WORK REQUIRED: The response should consist solely of the lines running from the line with "the dog's head" to the end of the data, retyped exactly.
DATA FOR THIS TASK below:
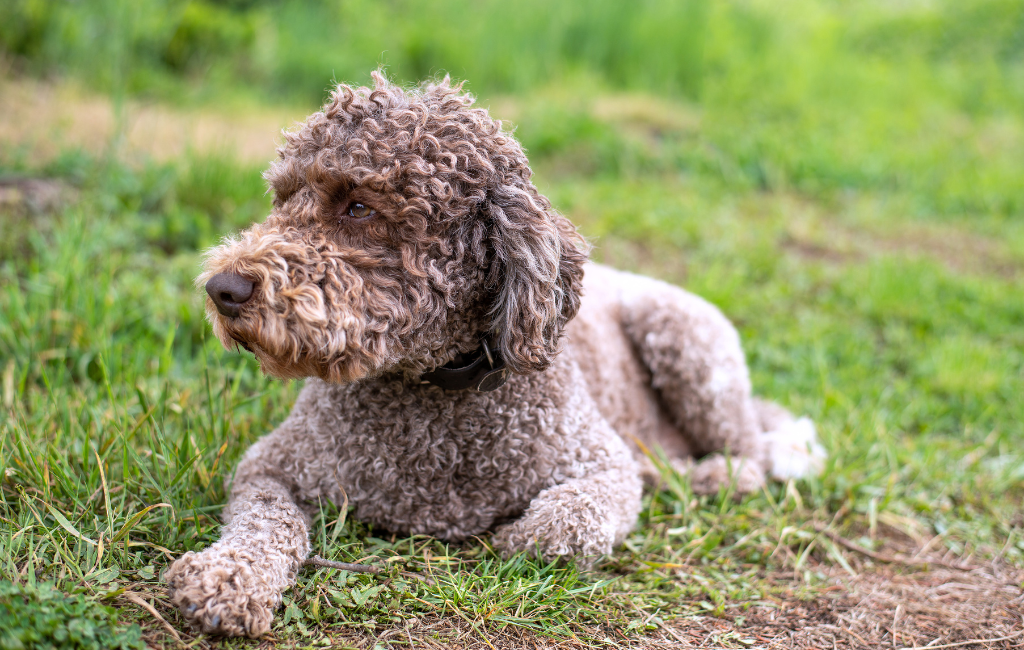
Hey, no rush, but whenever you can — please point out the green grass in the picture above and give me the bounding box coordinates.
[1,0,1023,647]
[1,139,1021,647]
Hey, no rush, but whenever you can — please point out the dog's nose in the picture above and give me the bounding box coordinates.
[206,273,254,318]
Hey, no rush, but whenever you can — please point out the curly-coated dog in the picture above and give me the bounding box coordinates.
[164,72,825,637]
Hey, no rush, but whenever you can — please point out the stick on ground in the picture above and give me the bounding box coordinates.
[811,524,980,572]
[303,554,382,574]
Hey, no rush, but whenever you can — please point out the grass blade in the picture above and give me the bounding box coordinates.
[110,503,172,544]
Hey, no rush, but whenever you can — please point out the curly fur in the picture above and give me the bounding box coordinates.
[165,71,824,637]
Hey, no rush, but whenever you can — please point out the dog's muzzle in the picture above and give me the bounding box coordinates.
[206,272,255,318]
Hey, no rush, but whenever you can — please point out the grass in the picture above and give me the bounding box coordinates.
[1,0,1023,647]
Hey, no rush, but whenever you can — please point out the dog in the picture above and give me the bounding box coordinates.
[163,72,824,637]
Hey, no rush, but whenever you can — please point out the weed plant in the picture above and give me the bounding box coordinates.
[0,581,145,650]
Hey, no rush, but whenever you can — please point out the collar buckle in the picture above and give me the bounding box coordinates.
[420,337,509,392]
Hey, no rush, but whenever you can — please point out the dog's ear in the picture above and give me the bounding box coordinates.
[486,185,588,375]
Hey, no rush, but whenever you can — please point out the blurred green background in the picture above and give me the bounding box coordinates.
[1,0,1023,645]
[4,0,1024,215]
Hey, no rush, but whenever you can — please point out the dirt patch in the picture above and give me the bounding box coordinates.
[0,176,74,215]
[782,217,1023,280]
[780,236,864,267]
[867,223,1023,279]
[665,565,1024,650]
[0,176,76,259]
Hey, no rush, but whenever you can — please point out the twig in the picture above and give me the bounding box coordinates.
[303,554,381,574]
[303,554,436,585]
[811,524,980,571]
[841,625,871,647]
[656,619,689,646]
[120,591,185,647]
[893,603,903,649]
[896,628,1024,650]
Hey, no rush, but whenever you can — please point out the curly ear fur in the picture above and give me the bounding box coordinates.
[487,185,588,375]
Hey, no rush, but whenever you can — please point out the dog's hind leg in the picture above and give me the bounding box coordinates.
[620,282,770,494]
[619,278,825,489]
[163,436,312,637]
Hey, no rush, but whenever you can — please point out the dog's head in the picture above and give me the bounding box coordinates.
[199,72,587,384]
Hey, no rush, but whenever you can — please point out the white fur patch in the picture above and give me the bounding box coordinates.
End of DATA FOR THIS TASK.
RESPONSE:
Hey, no rush, but whenever you can — please point out the dog's head in the picture above and give me the bounding box coordinates.
[199,72,587,384]
Hey, no rush, but whenever you can — please point out the white fur patch in the picture above and give me the bounding box coordinates.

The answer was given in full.